Bantuan UMKM, Hendak Dibelanjakan, tetapi Sayang
Masyarakat tidak bisa dibebani untuk memulai memutar perekonomian. Pemerintah pusat dan daerah didorong menerapkan berbagai strategi memantik kegiatan agar roda perekonomian kembali berputar.
Pandemi Covid-19 yang telah berlangsung sejak Maret 2020 mencekik para pelaku usaha mikro, kecil, dan menengah atau UMKM di Ibu Kota. Ketika pemerintah pusat memberikan stimulus fiskal berupa bantuan sebesar Rp 2,4 juta untuk empat bulan, kebijakan itu disambut dengan gembira oleh masyarakat. Akan tetapi, ternyata bagi-bagi uang itu tidak langsung membuat masyarakat belanja karena banyak yang memilih menabung untuk berjaga-jaga kalau keadaan memburuk.

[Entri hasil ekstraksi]
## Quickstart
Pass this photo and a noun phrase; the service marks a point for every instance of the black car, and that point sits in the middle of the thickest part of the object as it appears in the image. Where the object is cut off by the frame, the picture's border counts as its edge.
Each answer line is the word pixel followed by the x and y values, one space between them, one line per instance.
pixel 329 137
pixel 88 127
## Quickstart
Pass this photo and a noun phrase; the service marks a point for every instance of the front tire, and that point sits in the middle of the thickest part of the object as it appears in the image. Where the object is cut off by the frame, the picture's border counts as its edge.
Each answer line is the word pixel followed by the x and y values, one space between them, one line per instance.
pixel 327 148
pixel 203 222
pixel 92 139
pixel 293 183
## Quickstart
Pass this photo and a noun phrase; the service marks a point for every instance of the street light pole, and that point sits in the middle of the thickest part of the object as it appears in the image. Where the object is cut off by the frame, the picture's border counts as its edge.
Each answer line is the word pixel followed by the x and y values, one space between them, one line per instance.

__Cara Mengerjakan__. Suntinglah bagian teks tentang bantuan UMKM dari "Bantuan UMKM, Hendak" sampai dengan "perekonomian kembali berputar.", lalu tuliskan kembali dengan mengganti "perekonomian" menjadi "ekonomi". Entri tersebut tidak diperlukan.

__Jawaban__.
Bantuan UMKM, Hendak Dibelanjakan, tetapi Sayang
Masyarakat tidak bisa dibebani untuk memulai memutar ekonomi. Pemerintah pusat dan daerah didorong menerapkan berbagai strategi memantik kegiatan agar roda ekonomi kembali berputar.